*Task directions*
Select and copy every line in the rows below that contains the word "trousers". Case counts.

--- start Entries supplied ---

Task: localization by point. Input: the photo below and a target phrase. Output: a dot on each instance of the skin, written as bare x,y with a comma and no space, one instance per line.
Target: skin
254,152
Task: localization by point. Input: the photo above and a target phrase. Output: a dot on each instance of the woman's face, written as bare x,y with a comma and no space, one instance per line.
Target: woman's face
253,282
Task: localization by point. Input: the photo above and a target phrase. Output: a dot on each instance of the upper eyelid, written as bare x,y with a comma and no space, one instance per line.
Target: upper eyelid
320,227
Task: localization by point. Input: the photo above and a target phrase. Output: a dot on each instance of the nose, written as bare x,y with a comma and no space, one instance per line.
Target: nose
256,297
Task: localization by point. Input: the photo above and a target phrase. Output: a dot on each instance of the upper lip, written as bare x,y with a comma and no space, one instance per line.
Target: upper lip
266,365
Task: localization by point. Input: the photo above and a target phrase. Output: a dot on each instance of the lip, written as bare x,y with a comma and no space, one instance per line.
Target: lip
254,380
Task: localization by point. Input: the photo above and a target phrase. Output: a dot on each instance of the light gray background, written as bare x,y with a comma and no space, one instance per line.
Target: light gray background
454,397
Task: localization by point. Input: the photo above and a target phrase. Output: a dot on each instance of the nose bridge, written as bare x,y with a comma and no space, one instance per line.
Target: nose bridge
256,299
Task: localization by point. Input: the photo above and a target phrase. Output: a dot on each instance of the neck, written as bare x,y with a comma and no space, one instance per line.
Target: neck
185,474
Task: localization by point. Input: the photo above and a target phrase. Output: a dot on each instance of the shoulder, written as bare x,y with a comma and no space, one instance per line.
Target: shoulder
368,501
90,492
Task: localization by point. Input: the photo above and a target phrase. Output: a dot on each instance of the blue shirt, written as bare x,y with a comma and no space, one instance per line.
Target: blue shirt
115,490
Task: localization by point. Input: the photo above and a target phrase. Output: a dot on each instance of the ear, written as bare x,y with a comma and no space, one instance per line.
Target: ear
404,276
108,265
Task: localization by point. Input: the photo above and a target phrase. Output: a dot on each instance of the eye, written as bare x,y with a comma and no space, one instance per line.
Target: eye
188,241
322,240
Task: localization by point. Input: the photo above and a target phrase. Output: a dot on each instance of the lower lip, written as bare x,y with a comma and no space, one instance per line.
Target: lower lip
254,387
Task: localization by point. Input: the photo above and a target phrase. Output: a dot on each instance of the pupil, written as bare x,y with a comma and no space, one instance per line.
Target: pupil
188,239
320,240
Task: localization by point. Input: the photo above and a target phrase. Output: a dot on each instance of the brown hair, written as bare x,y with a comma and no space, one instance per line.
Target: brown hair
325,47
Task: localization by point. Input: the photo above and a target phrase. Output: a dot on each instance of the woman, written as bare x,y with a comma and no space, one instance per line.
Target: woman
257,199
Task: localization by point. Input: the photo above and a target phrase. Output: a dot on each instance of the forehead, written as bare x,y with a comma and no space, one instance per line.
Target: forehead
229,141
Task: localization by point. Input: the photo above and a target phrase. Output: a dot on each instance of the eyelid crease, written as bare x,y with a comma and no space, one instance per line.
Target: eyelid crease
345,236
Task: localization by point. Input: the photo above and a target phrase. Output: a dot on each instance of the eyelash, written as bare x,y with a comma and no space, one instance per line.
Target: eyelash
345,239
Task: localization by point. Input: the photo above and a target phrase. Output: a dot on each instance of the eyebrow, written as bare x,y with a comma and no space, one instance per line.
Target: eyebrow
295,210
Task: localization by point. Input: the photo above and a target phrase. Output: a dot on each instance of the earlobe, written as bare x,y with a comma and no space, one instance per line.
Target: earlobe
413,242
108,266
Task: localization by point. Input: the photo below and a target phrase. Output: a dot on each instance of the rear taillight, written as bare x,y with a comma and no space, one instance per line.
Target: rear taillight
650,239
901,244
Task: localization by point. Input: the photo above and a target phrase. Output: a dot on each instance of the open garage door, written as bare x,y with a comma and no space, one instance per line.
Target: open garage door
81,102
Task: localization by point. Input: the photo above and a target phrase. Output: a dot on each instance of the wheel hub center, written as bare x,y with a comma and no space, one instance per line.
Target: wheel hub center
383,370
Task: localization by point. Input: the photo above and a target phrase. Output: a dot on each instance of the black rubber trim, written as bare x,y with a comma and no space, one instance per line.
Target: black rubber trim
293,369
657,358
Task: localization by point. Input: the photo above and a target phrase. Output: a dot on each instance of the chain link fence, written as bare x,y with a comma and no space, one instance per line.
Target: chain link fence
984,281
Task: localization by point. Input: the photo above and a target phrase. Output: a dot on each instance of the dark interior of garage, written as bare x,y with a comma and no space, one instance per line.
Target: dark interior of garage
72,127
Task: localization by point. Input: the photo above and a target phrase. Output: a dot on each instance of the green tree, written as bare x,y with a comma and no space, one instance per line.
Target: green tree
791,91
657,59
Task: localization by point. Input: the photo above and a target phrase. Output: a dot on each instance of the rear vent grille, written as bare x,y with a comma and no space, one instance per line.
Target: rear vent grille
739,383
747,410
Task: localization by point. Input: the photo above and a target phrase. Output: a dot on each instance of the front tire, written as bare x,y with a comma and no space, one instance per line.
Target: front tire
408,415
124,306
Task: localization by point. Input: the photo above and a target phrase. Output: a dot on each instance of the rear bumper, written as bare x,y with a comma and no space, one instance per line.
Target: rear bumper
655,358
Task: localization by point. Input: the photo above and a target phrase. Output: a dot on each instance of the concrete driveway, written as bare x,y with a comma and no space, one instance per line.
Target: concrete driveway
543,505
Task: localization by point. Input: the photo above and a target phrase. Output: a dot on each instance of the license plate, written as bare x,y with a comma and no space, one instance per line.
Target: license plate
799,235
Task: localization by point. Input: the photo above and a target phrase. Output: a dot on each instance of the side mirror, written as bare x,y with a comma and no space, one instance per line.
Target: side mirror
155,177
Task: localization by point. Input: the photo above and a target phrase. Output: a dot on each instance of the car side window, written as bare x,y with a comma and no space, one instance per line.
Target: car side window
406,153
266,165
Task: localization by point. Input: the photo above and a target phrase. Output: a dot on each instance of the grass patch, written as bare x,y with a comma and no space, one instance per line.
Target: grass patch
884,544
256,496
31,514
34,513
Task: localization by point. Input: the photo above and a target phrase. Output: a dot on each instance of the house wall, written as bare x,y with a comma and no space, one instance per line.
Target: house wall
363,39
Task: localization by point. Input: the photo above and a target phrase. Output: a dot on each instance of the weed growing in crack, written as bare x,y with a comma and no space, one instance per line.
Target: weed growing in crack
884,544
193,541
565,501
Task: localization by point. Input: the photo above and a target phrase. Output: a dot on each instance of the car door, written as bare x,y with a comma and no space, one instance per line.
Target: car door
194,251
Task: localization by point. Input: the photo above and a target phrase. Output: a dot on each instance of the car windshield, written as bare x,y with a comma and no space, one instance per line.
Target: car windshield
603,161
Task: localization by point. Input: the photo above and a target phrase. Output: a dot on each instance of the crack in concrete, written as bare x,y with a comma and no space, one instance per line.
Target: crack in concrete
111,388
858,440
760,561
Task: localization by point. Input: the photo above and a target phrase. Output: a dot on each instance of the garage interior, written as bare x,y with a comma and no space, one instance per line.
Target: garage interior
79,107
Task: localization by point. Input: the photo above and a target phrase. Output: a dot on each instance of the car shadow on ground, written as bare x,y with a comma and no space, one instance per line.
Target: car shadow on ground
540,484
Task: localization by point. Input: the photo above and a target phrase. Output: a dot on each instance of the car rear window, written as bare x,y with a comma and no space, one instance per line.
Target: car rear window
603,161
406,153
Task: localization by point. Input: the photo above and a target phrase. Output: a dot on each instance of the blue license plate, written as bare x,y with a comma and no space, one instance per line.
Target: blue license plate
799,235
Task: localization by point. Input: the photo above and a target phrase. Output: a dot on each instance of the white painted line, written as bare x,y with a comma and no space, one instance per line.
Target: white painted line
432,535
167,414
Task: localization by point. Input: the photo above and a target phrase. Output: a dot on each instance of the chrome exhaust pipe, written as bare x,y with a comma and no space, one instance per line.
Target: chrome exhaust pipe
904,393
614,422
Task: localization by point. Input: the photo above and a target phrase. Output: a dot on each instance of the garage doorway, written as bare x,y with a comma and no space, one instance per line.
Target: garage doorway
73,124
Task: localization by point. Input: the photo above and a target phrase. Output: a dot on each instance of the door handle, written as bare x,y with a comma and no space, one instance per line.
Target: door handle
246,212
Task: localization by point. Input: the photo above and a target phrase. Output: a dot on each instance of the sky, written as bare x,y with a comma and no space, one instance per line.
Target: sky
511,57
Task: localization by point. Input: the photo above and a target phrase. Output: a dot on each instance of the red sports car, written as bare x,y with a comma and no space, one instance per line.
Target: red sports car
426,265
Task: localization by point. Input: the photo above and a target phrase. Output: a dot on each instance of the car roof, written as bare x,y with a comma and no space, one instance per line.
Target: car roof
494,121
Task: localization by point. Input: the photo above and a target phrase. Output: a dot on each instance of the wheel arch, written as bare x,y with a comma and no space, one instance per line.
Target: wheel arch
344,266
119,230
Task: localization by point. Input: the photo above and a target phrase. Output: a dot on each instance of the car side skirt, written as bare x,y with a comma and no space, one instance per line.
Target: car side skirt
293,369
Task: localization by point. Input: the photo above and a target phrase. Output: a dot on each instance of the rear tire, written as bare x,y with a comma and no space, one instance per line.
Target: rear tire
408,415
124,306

--- end Entries supplied ---
--- start Entries supplied ---

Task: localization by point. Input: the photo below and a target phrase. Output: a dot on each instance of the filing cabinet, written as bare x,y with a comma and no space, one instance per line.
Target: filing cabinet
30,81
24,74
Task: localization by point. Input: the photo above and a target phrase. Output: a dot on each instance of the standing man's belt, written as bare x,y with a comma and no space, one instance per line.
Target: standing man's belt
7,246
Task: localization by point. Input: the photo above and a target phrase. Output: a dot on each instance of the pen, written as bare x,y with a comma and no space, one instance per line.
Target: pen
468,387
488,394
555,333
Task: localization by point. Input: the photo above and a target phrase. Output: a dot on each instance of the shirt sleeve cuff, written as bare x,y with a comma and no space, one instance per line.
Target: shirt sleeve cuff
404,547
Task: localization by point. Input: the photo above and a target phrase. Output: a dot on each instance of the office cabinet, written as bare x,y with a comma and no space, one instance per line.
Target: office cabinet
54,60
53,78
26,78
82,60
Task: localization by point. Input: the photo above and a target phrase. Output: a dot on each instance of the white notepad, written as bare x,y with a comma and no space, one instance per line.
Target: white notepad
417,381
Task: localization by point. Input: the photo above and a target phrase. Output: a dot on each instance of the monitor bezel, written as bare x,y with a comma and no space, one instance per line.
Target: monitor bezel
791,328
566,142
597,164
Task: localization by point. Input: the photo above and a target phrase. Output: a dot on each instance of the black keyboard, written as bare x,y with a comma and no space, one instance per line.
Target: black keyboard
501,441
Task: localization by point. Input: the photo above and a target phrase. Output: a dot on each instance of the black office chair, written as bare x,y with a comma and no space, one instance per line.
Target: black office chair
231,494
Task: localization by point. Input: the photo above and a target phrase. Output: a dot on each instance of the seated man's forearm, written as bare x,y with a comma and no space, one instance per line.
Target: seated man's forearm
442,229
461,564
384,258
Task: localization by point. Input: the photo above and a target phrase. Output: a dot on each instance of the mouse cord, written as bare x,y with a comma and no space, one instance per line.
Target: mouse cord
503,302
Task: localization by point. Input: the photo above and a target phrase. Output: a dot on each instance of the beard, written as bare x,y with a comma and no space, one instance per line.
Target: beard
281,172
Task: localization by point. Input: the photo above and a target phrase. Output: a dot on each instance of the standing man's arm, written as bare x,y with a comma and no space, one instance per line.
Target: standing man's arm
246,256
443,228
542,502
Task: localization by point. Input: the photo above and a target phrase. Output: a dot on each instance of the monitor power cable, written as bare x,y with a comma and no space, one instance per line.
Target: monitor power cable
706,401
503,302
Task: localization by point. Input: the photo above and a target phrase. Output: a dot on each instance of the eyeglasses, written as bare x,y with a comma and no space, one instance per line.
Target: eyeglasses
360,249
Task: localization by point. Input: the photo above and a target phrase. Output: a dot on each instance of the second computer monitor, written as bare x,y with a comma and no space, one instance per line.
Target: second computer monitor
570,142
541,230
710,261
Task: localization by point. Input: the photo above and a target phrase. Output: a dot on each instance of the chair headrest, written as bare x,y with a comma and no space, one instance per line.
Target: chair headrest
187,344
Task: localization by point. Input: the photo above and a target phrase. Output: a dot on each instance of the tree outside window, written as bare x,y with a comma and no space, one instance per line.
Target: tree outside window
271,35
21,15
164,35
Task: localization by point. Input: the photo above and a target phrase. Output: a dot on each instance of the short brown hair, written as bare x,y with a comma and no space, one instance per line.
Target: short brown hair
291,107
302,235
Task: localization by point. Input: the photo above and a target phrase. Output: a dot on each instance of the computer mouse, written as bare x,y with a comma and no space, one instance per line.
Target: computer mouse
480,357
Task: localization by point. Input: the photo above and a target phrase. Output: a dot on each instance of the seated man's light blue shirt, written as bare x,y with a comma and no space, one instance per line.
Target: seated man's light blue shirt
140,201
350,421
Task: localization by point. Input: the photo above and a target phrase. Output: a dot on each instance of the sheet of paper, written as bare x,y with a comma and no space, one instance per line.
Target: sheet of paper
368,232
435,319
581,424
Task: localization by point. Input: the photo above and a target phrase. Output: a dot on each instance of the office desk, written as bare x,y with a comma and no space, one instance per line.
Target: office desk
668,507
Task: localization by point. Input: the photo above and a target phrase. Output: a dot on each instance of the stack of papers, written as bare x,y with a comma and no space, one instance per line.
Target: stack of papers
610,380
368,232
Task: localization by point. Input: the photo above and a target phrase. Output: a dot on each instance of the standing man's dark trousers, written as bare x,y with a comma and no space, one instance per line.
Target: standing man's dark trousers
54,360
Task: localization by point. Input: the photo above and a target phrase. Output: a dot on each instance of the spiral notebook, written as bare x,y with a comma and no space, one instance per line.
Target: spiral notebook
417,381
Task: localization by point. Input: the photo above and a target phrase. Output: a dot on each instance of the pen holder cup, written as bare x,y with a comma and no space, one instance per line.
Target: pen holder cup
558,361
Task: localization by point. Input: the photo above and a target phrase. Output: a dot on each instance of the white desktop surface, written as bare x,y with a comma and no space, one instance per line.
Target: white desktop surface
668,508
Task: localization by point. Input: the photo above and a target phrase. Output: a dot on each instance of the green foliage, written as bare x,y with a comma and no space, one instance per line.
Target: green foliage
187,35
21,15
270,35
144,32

--- end Entries supplied ---

*Final result*
Task: localization by point. Input: the photo above and a target phrase. Output: a dot on each instance of the standing man's dark trousers, written as bare x,y with a comma and no space, one instance per line.
Target: standing man's dark trousers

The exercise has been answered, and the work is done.